課題 a: 下の一覧で「metal」という文字列を含む行はいくつあるか、数だけを答えてください。大文字と小文字は区別します。

文書:
- - - -

RCI(順位相関指数)を用いた銘柄スクリーニングの精度と出口戦略の重要性
はじめに
これまで記事にした銘柄スクリーニングでは、テクニカル指標の根幹として移動平均線(MA)
を採用してきました。MAはトレンドの方向性を捉える上で非常に安定しており、信頼性の高い指標です。しかし、その性質上、どうしても実際の値動きに対して反応が遅れる「遅行指標」
であるという弱点があると感じています。
今回はRCI(順位相関指数)
という別のテクニカル指標を導入し、スクリーニング戦略として使えるのかをバックテストで検証します。
また、これまでの検証では、エントリー後の保有期間を事前に設定していましたが、実際の相場ではトレンドの長さは一定ではありません。そのため、固定期間での手仕舞いでは、トレンドが続いているのに早めに手仕舞いしてしまったり、逆にトレンドが終了しているのに保有し続けてしまったりする可能性があります。そこで今回は、RCIのデッドクロスを出口シグナルとして活用し、トレンドの終了を捉える出口戦略の有効性も検証します。

- - - -

提供一覧:
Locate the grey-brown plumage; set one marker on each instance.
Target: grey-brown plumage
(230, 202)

- - - -

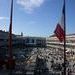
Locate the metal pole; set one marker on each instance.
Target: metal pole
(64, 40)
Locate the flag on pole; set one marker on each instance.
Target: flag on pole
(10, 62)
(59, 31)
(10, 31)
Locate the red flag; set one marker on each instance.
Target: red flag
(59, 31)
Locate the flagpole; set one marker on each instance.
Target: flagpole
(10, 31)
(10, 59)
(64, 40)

- - - -

課題 b: 上のRCIに関する文書から、「RCI(順位相関指数)を用いた銘柄スクリーニングの精度と出口戦略の重要性」から「して反応が遅れる「遅行指標」」までの部分を一字も変えずに書き写してください。

最終結果 a: 2

最終結果 b:
RCI(順位相関指数)を用いた銘柄スクリーニングの精度と出口戦略の重要性
はじめに
これまで記事にした銘柄スクリーニングでは、テクニカル指標の根幹として移動平均線(MA)
を採用してきました。MAはトレンドの方向性を捉える上で非常に安定しており、信頼性の高い指標です。しかし、その性質上、どうしても実際の値動きに対して反応が遅れる「遅行指標」